**Written problem**
Copy the entries below word for word, from their very beginning through the line containing "x=233, y=135", including that line. Leave the pictures out of your copy.

Object location annotation data
________________

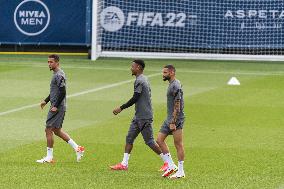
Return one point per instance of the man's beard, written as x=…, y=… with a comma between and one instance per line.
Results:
x=166, y=78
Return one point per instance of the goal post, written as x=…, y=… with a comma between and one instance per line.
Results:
x=197, y=29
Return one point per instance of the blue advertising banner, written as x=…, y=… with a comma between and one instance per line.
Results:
x=193, y=24
x=45, y=22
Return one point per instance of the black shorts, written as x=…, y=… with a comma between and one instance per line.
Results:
x=144, y=127
x=55, y=119
x=166, y=126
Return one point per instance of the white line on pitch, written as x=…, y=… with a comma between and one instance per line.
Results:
x=77, y=94
x=257, y=73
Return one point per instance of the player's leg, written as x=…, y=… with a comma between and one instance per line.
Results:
x=146, y=129
x=178, y=141
x=165, y=150
x=51, y=116
x=130, y=138
x=64, y=136
x=170, y=167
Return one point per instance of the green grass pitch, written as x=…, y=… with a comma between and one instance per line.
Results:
x=233, y=135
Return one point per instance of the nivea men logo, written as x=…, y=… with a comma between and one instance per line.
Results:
x=261, y=14
x=31, y=17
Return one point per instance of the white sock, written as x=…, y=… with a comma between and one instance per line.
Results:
x=169, y=159
x=180, y=166
x=125, y=159
x=49, y=152
x=163, y=157
x=73, y=144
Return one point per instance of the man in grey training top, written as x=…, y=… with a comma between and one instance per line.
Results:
x=56, y=113
x=142, y=121
x=173, y=124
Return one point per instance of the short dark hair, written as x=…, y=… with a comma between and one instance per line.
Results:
x=170, y=67
x=54, y=56
x=140, y=62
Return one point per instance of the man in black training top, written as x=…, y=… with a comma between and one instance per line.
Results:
x=143, y=118
x=56, y=113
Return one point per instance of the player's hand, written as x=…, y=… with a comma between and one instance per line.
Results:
x=173, y=126
x=42, y=104
x=53, y=109
x=116, y=111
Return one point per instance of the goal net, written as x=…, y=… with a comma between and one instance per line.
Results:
x=196, y=29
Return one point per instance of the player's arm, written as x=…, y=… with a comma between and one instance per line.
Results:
x=176, y=111
x=129, y=103
x=44, y=102
x=61, y=93
x=61, y=96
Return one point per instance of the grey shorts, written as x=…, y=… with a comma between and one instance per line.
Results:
x=55, y=119
x=166, y=126
x=141, y=126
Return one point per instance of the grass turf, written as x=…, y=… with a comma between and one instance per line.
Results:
x=233, y=136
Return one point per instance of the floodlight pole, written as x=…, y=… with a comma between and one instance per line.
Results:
x=94, y=46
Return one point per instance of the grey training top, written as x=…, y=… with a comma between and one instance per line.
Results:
x=143, y=107
x=58, y=80
x=174, y=93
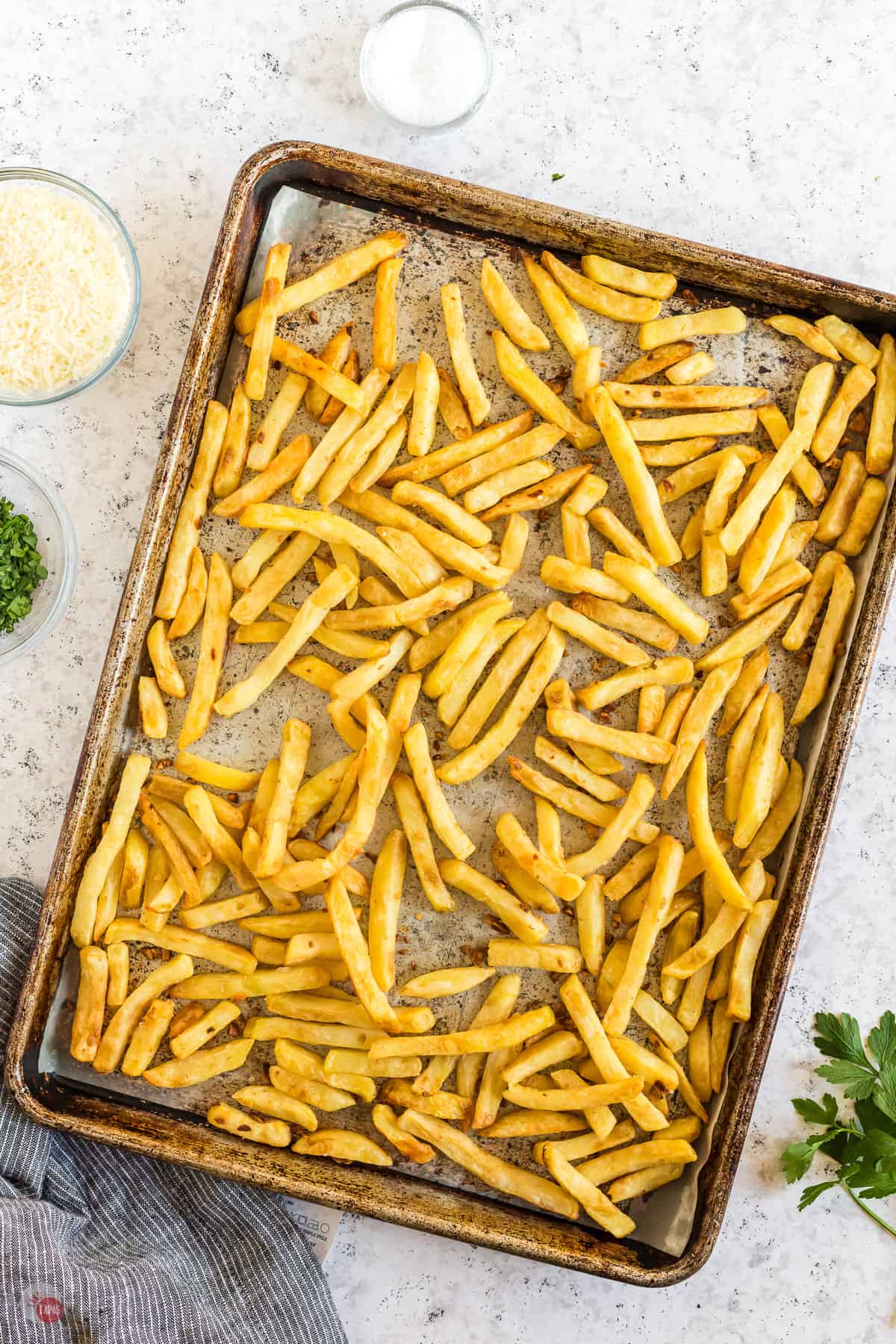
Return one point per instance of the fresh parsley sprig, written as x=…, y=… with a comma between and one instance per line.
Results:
x=20, y=566
x=864, y=1148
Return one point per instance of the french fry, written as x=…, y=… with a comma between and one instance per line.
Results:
x=879, y=447
x=608, y=1063
x=655, y=594
x=477, y=757
x=642, y=625
x=211, y=653
x=511, y=833
x=652, y=702
x=574, y=1098
x=343, y=1145
x=340, y=433
x=637, y=746
x=680, y=398
x=868, y=505
x=531, y=1124
x=512, y=1031
x=413, y=819
x=164, y=663
x=750, y=636
x=99, y=865
x=508, y=311
x=638, y=482
x=462, y=355
x=600, y=299
x=696, y=722
x=311, y=615
x=442, y=984
x=207, y=1026
x=124, y=1021
x=336, y=354
x=679, y=452
x=536, y=393
x=186, y=535
x=598, y=638
x=544, y=956
x=848, y=340
x=386, y=897
x=652, y=284
x=455, y=554
x=536, y=497
x=386, y=314
x=561, y=312
x=775, y=826
x=739, y=752
x=803, y=472
x=853, y=390
x=352, y=456
x=606, y=522
x=267, y=316
x=200, y=1066
x=193, y=600
x=87, y=1023
x=173, y=939
x=492, y=1171
x=336, y=275
x=187, y=833
x=153, y=715
x=691, y=369
x=746, y=956
x=842, y=594
x=662, y=885
x=119, y=959
x=223, y=846
x=272, y=429
x=759, y=777
x=711, y=322
x=841, y=502
x=568, y=577
x=503, y=903
x=750, y=678
x=664, y=672
x=235, y=447
x=453, y=409
x=702, y=833
x=810, y=336
x=382, y=457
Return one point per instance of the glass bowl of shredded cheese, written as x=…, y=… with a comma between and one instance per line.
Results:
x=69, y=288
x=33, y=522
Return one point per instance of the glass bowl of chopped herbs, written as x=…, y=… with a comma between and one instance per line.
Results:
x=38, y=557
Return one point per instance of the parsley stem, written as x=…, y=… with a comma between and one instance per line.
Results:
x=864, y=1207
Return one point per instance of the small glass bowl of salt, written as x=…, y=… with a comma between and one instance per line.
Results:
x=426, y=66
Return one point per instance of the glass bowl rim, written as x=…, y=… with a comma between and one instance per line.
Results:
x=413, y=125
x=57, y=179
x=62, y=598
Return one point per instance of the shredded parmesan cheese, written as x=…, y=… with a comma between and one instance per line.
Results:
x=65, y=292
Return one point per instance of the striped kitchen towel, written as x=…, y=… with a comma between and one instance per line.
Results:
x=102, y=1246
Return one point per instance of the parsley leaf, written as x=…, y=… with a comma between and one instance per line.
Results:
x=20, y=566
x=815, y=1115
x=864, y=1151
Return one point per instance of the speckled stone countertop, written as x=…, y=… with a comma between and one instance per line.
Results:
x=766, y=128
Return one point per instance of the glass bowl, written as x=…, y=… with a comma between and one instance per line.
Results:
x=31, y=494
x=386, y=72
x=10, y=396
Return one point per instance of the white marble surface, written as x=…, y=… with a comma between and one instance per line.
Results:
x=762, y=127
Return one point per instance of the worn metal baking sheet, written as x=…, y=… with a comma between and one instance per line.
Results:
x=437, y=253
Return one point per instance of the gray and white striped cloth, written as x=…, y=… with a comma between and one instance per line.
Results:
x=102, y=1246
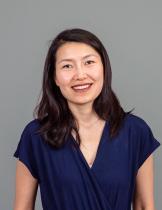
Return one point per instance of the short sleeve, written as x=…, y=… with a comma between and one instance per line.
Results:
x=25, y=152
x=147, y=144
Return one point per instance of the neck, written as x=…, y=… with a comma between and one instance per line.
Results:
x=84, y=114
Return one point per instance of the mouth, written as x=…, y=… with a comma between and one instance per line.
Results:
x=82, y=88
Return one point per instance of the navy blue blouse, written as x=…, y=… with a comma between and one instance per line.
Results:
x=66, y=180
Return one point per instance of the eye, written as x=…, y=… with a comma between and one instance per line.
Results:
x=90, y=61
x=66, y=66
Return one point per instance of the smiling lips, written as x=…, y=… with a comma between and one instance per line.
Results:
x=82, y=87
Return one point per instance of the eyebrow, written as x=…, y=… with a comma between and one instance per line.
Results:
x=70, y=59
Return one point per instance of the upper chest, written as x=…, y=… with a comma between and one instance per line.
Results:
x=90, y=140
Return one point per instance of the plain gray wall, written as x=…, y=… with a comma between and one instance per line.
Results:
x=131, y=32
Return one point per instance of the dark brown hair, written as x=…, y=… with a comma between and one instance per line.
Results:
x=55, y=118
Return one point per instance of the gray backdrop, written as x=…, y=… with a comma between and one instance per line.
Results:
x=131, y=32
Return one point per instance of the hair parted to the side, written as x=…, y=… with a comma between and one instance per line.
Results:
x=55, y=118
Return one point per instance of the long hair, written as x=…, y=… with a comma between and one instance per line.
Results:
x=55, y=118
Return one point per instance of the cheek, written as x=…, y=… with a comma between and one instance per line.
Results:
x=63, y=79
x=98, y=74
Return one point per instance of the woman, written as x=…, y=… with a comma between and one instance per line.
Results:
x=82, y=149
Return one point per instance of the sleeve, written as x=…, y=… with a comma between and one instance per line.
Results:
x=25, y=152
x=147, y=144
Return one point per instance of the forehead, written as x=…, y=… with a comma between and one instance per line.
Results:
x=74, y=49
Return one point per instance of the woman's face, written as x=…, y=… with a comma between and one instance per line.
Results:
x=78, y=64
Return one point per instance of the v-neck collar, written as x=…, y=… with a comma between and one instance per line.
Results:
x=98, y=148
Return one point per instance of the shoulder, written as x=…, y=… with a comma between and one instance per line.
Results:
x=135, y=121
x=31, y=127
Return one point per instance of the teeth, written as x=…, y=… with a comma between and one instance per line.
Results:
x=81, y=87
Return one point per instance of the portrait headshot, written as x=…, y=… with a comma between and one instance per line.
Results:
x=81, y=94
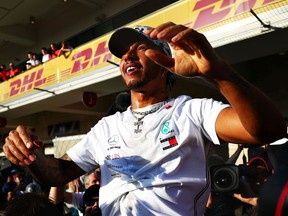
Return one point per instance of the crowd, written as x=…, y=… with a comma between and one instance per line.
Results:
x=35, y=59
x=77, y=198
x=152, y=155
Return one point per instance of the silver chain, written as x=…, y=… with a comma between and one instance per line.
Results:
x=143, y=114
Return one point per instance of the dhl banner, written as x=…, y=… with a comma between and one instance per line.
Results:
x=92, y=59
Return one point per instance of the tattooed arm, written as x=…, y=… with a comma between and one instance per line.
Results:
x=252, y=118
x=54, y=172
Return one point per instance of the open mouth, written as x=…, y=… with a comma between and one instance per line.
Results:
x=132, y=69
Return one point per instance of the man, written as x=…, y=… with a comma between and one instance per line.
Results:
x=152, y=156
x=74, y=199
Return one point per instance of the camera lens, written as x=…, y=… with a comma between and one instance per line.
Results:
x=224, y=178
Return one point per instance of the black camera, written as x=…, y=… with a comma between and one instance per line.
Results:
x=242, y=179
x=224, y=178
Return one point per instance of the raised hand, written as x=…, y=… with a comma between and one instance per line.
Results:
x=193, y=54
x=19, y=146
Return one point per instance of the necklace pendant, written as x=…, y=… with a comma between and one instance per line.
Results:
x=136, y=131
x=138, y=124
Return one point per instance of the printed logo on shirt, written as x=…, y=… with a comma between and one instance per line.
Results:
x=169, y=142
x=165, y=128
x=113, y=140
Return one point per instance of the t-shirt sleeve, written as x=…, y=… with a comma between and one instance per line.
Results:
x=206, y=116
x=84, y=153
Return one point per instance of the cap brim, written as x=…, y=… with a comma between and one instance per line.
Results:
x=123, y=38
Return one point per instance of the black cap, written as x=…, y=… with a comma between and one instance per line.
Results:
x=123, y=38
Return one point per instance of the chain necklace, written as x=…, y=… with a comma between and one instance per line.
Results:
x=143, y=114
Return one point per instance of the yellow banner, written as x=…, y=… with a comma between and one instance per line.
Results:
x=91, y=57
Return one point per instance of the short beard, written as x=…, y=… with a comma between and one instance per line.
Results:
x=136, y=84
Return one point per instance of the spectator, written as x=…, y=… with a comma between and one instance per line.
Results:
x=2, y=75
x=31, y=204
x=65, y=49
x=36, y=60
x=54, y=50
x=13, y=71
x=152, y=156
x=74, y=197
x=31, y=62
x=45, y=55
x=91, y=201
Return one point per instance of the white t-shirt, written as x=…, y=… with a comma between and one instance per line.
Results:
x=159, y=171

________________

**Exercise answer**
Return one point per instance of the man's beard, written as x=…, y=… with a comma between and one instance per line.
Results:
x=166, y=78
Return one point per instance of the goal post, written as x=…, y=… with a comma between and one instance per line.
Results:
x=197, y=29
Return one point per instance of the blue advertising banner, written as x=…, y=… with a comma between and one instance per line.
Results:
x=193, y=24
x=45, y=22
Return one point per instance of the black shorts, written as x=…, y=… with a comma between and one instance per line.
Results:
x=144, y=127
x=55, y=119
x=166, y=126
Return one point per instance of the white line on pitch, written as x=…, y=… with a comma between and one instance per line.
Results:
x=77, y=94
x=257, y=73
Return one point per instance of the player's leg, written as x=…, y=… with a comma between and one instance per line.
Results:
x=146, y=129
x=178, y=141
x=165, y=150
x=51, y=116
x=130, y=138
x=64, y=136
x=170, y=167
Return one point per instance of the green grass pitch, written as x=…, y=… with a comma between and one instance per line.
Results:
x=233, y=135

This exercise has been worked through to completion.